** Begin EXCERPT **
Skip to main content
Delphix

Masking a Column With a Primary Key (PK) (KBA1776)

 

KBA

KBA#1776

 

At a Glance

Summary: This page describes how to mask columns with Primary Key (PK) Constraints.

Manual tasks are required in order to successfully mask these.

Note: If the masked column is an IDENTITY column, please see KBA7266 (see link below).
Applies to:  These procedures apply to all databases and verified on the following: 
  • Oracle
  • MS SQL Server
  • SAP ASE (Sybase)
  • MySQL
  • PostgreSQL
  • DB2
  • Maria DB
Algorithm: Referential Integrity is essential when masking a Primary Key column. The Algorithm will, therefore, need to be one of the following: 
  • Character Mapping Algorithm (replaces Segment Mapping)
** End EXCERPT **
** Begin SOURCE MATERIAL **
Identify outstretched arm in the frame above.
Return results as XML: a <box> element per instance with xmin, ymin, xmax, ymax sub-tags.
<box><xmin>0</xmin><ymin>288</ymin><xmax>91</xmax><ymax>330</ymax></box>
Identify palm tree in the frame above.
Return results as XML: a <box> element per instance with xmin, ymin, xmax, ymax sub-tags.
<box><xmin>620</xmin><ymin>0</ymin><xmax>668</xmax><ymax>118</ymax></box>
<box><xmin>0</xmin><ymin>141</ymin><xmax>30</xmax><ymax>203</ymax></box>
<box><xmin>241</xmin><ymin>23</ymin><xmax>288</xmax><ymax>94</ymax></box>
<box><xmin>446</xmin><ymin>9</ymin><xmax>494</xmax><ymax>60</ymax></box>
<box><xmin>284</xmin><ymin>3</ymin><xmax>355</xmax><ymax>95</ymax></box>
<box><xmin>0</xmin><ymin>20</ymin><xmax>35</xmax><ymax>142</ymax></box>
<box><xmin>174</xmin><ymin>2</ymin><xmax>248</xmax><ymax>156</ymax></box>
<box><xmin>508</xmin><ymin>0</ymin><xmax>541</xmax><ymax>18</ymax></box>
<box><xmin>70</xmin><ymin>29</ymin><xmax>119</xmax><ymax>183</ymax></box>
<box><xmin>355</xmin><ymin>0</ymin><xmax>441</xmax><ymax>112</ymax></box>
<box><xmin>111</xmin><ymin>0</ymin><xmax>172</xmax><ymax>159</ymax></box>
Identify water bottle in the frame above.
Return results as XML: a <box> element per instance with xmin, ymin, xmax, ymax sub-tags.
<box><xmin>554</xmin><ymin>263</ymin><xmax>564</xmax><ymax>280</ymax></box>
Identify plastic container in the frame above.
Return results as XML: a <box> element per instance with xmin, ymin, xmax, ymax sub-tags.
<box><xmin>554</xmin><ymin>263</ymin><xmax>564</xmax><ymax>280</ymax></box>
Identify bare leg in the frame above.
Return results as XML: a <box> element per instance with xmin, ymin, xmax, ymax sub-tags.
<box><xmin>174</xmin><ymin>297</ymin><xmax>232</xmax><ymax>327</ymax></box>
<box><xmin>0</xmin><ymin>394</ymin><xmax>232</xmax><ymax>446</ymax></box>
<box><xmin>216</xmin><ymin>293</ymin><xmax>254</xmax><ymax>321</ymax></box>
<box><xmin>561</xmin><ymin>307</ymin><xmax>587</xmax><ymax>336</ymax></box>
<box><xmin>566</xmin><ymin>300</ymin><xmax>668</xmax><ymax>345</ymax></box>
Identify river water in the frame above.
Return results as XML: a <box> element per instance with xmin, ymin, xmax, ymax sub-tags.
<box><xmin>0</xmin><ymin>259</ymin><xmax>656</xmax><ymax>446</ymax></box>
** End SOURCE MATERIAL **
PROBLEMS TO SOLVE
1 - Reproduce the primary key masking article in full, word for word.
2 - Please pull out every line of the entries that contains the word "above", matching case exactly.
The article and the entries were taken from unrelated sources.

ANSWERS PER TASK
1 -
Skip to main content
Delphix

Masking a Column With a Primary Key (PK) (KBA1776)

 

KBA

KBA#1776

 

At a Glance

Summary: This page describes how to mask columns with Primary Key (PK) Constraints.

Manual tasks are required in order to successfully mask these.

Note: If the masked column is an IDENTITY column, please see KBA7266 (see link below).
Applies to:  These procedures apply to all databases and verified on the following: 
  • Oracle
  • MS SQL Server
  • SAP ASE (Sybase)
  • MySQL
  • PostgreSQL
  • DB2
  • Maria DB
Algorithm: Referential Integrity is essential when masking a Primary Key column. The Algorithm will, therefore, need to be one of the following: 
  • Character Mapping Algorithm (replaces Segment Mapping)

2 -
Identify outstretched arm in the frame above.
Identify palm tree in the frame above.
Identify water bottle in the frame above.
Identify plastic container in the frame above.
Identify bare leg in the frame above.
Identify river water in the frame above.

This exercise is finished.